TEXT SECTION:
'''
When is AI no longer AI? When it works
Adobe Advanced Technology Lab researcher Bill McDaniel asks the provocative question, "why is it that when we build AI systems, the ones that work are no longer considered AI?"
This has plagued the AI arena for years. It seems that as soon as we develop a new technique... it is immediately classed as useful algorithms, semantic technology, vision processing, anything but AI....
I suspect some of that is because we do NOT solve these problems with emergent AI, intelligence that both arises out of some "ghostly signature" in our knowledge bases and tta seeks to extend itself. It is, I contend, the very absence of these traits that makes us so reluctant to embrace wht we HAVE accomplished as Intelligence.
In some region of ourselves, we know that what these techiques represent, as amazingly successful as htey are, is Artificial Smarts, not Artificial Intelligence. We sense that Intelligence will be recognizable and will be emergent, not algorithmic in nature. And we won't be happy with AI until we get that.
Is he right? I don't know enough about the state of AI to answer the question, but it's an interesting one.
Technorati Tags: AI
I'd first heard this back in the 80s, before the AI winter. I'd heard that during the 60s, word wrap (how do you avoid widows and orphans? how do you decide to break the way that a human editor would break the line?) and hyphenization (do you hyphenate the word as re-cord or rec-ord? (You need context to decide if it's a noun or verb)) were considered AI topics.
'''
Collected data entries:
'''
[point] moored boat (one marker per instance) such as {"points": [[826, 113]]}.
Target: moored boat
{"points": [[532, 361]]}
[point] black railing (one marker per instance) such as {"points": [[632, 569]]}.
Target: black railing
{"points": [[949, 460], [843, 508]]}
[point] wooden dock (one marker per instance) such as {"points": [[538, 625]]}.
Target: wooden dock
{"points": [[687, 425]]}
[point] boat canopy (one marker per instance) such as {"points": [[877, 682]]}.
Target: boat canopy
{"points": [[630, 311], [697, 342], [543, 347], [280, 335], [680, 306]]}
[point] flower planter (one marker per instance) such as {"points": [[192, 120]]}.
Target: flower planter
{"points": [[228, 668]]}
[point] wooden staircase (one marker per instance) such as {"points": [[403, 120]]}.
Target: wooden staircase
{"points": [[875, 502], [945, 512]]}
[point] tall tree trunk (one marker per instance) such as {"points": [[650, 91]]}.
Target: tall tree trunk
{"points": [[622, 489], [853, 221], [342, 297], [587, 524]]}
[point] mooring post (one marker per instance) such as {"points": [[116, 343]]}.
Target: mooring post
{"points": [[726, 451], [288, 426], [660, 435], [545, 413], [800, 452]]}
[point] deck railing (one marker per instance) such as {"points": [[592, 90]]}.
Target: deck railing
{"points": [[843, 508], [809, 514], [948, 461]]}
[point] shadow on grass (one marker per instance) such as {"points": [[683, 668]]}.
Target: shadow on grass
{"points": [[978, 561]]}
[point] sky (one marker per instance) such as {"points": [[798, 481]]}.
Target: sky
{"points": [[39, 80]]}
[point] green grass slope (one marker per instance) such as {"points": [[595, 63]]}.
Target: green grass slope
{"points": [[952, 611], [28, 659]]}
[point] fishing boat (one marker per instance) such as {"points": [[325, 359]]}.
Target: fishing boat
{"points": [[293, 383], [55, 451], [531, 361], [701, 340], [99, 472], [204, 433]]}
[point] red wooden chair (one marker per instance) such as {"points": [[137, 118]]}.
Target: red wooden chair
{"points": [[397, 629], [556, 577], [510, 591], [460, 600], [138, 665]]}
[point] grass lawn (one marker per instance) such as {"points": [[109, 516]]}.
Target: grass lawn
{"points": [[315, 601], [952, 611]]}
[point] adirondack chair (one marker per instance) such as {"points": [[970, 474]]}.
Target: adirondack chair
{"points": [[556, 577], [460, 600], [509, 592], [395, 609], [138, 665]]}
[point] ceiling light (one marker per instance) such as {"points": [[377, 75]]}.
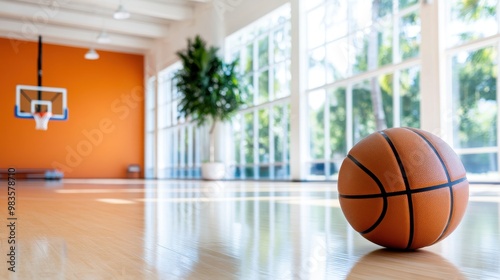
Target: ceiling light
'''
REQUIRED WORK:
- A) Please copy from the post about AI, word for word, everything from "I suspect some" down to "an interesting one.".
- B) Write what comes next in the post about AI, starting after its last sentence.

ANSWERS FOR THE EXERCISE:
- A)
I suspect some of that is because we do NOT solve these problems with emergent AI, intelligence that both arises out of some "ghostly signature" in our knowledge bases and tta seeks to extend itself. It is, I contend, the very absence of these traits that makes us so reluctant to embrace wht we HAVE accomplished as Intelligence.
In some region of ourselves, we know that what these techiques represent, as amazingly successful as htey are, is Artificial Smarts, not Artificial Intelligence. We sense that Intelligence will be recognizable and will be emergent, not algorithmic in nature. And we won't be happy with AI until we get that.
Is he right? I don't know enough about the state of AI to answer the question, but it's an interesting one.

- B)
Ultimately, 80% solutions (break on whitespace/punctuation, consistently hyphenate ignoring context on context-sensitive cases) were implemented and noone thinks of those things as AI anymore.
Posted by: Ken | November 15, 2005 at 10:33 PM
Useful piece of historical perspective. So this is not a new complaint... nor are shifts in what constitutes an AI problem new. I wonder how often their redefinition is a function of their being solved (or at least handled well enough to no longer be interesting), versus being overtaken by other technologies (another way of being solved, I guess), versus other things.
Posted by: Alex Soojung-Kim Pang | November 15, 2005 at 10:45 PM
Turns out this is called the AI Effect. The AAAI (located in Menlo Park) has some info on it.
Posted by: Ken | November 25, 2005 at 10:53 PM
yes he is right, because AI is multidisciplinary study and 70% of total field is borrowed e.g. neurology, mechanics, psychology, philosophy, logic, reason,
Infact, AI doesn't have very mature princeples and well docuemnted research area, yet.
it needs more centuries ........!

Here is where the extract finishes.